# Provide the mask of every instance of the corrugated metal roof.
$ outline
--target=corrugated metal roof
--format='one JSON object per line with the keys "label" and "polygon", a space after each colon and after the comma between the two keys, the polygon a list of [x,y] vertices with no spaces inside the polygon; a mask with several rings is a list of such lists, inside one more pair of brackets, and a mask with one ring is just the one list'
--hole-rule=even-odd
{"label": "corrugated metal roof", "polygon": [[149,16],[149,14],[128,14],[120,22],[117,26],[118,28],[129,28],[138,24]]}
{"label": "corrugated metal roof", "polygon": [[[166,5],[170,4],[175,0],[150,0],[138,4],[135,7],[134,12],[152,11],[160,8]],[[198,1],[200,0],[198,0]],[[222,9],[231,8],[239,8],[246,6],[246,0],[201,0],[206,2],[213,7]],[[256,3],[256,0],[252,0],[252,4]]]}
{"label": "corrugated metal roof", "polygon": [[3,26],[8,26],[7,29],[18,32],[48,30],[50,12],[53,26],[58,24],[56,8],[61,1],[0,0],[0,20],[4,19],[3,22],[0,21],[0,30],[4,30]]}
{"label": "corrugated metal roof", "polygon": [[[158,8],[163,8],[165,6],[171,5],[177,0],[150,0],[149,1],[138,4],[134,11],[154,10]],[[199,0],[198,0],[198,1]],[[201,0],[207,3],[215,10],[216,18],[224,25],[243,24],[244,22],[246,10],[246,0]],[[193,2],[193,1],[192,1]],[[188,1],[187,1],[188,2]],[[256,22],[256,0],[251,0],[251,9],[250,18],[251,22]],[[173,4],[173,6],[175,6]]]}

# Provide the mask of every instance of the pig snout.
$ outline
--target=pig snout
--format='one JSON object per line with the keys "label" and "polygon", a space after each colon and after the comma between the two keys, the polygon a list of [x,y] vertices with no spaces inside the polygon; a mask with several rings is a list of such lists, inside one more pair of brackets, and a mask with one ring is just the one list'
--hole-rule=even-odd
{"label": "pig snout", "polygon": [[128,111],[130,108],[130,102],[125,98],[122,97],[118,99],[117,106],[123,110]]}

◆ ◆ ◆

» Short task: Copy the material word for word from its first line through the line containing "--target=corrugated metal roof".

» Exercise response:
# Provide the mask of every instance of the corrugated metal roof.
$ outline
--target=corrugated metal roof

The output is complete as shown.